* Start *

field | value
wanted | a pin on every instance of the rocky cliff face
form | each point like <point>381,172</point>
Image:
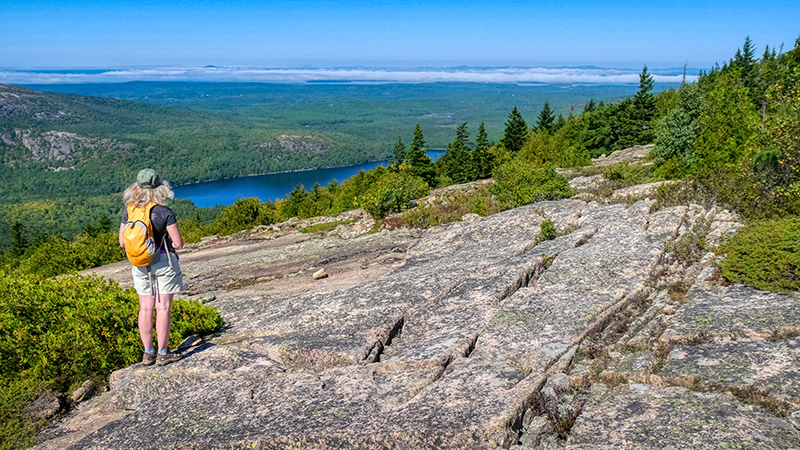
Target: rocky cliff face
<point>470,335</point>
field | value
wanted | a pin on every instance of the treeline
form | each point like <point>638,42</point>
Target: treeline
<point>734,132</point>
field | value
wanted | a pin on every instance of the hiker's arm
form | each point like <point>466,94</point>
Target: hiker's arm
<point>175,235</point>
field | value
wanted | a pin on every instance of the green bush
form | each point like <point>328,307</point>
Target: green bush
<point>518,183</point>
<point>765,254</point>
<point>391,193</point>
<point>244,214</point>
<point>451,207</point>
<point>56,333</point>
<point>57,256</point>
<point>547,231</point>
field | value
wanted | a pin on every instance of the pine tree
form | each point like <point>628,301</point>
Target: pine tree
<point>482,163</point>
<point>462,136</point>
<point>636,121</point>
<point>516,132</point>
<point>421,164</point>
<point>546,119</point>
<point>399,151</point>
<point>457,159</point>
<point>18,241</point>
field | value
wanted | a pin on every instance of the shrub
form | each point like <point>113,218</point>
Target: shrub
<point>765,254</point>
<point>56,333</point>
<point>392,192</point>
<point>57,256</point>
<point>547,231</point>
<point>244,214</point>
<point>451,208</point>
<point>518,183</point>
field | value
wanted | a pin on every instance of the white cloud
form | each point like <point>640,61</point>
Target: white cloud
<point>302,75</point>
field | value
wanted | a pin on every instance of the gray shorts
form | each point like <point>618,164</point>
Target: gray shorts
<point>166,279</point>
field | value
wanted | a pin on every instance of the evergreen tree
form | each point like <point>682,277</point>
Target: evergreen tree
<point>482,163</point>
<point>516,132</point>
<point>457,161</point>
<point>636,121</point>
<point>420,162</point>
<point>399,151</point>
<point>462,136</point>
<point>546,119</point>
<point>18,241</point>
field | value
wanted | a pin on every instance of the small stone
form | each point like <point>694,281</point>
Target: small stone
<point>528,417</point>
<point>191,341</point>
<point>320,274</point>
<point>44,407</point>
<point>560,382</point>
<point>84,392</point>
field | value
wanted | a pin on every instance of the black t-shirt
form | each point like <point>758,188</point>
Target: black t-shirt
<point>161,217</point>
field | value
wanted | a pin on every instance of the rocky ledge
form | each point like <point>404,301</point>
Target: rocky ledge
<point>471,335</point>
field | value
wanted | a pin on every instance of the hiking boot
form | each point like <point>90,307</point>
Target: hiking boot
<point>148,359</point>
<point>163,360</point>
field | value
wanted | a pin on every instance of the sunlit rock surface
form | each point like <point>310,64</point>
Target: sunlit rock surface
<point>469,335</point>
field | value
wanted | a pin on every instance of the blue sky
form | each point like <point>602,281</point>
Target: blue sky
<point>627,34</point>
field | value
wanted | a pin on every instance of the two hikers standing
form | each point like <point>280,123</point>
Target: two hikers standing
<point>149,235</point>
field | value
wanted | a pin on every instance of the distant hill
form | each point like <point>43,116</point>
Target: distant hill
<point>81,145</point>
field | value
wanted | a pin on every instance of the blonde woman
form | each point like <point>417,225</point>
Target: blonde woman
<point>157,283</point>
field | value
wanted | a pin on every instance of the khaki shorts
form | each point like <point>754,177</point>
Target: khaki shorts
<point>166,279</point>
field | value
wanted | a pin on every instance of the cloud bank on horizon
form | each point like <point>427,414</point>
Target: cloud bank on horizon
<point>340,75</point>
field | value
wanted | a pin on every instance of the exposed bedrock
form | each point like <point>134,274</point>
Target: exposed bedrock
<point>470,335</point>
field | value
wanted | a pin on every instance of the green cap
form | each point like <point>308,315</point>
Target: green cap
<point>148,179</point>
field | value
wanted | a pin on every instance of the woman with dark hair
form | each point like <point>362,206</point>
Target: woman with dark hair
<point>156,282</point>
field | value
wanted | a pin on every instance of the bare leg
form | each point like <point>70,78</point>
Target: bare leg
<point>146,306</point>
<point>163,319</point>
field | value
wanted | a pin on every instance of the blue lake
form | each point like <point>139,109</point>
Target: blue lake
<point>272,186</point>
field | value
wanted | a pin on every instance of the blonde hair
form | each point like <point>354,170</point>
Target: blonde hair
<point>140,197</point>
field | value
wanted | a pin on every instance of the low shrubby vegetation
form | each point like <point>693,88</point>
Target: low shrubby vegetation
<point>56,333</point>
<point>731,139</point>
<point>765,254</point>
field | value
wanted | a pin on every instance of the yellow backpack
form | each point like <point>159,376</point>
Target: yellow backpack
<point>140,246</point>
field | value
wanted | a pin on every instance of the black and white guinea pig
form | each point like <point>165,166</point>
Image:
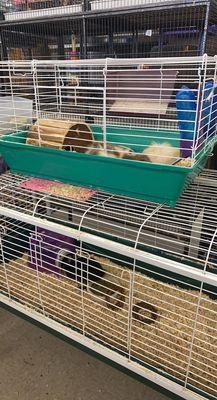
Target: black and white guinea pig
<point>81,269</point>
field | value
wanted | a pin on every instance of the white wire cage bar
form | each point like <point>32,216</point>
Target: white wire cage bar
<point>186,234</point>
<point>134,107</point>
<point>151,318</point>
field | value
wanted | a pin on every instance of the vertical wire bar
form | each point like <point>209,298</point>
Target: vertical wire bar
<point>196,120</point>
<point>211,114</point>
<point>37,98</point>
<point>197,312</point>
<point>4,264</point>
<point>104,106</point>
<point>12,96</point>
<point>132,279</point>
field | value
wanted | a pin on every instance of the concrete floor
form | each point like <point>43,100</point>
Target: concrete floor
<point>37,366</point>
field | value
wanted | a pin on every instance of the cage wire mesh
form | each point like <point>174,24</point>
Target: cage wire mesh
<point>115,28</point>
<point>156,110</point>
<point>185,234</point>
<point>154,317</point>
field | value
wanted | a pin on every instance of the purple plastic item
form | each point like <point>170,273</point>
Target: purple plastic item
<point>3,165</point>
<point>45,248</point>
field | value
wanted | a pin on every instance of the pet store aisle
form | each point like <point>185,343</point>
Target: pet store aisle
<point>37,366</point>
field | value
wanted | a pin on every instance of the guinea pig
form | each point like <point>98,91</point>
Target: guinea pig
<point>81,269</point>
<point>162,153</point>
<point>112,150</point>
<point>137,157</point>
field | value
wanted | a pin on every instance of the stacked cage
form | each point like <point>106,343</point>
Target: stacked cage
<point>132,280</point>
<point>111,28</point>
<point>99,148</point>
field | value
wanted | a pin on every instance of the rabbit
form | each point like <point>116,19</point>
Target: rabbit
<point>112,150</point>
<point>81,269</point>
<point>162,153</point>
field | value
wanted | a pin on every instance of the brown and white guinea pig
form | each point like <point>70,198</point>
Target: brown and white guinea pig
<point>112,150</point>
<point>137,157</point>
<point>162,153</point>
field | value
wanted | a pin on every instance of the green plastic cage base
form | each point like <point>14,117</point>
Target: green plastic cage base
<point>146,181</point>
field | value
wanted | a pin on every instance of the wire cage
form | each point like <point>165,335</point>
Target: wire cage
<point>91,30</point>
<point>61,264</point>
<point>139,127</point>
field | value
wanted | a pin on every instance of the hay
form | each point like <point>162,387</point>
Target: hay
<point>165,343</point>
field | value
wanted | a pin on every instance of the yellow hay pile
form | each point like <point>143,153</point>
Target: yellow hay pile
<point>165,343</point>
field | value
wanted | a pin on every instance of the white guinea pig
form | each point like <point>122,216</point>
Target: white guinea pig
<point>162,153</point>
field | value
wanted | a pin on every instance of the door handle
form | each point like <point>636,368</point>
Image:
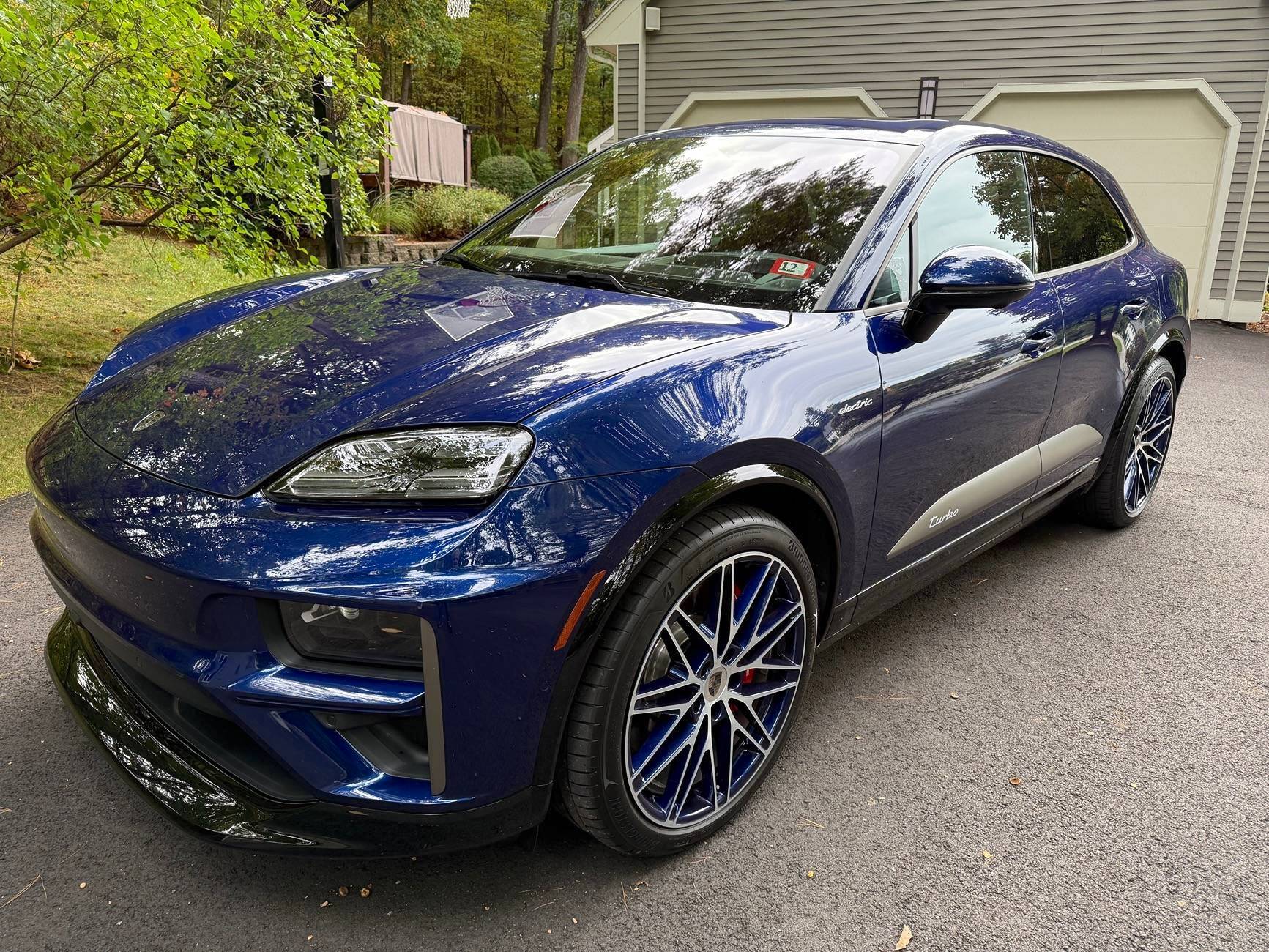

* End *

**STATED EXERCISE:**
Count the lines above that contain the string "hiking", treating case as significant, and reply with only that number.

**COMPLETED TASK:**
2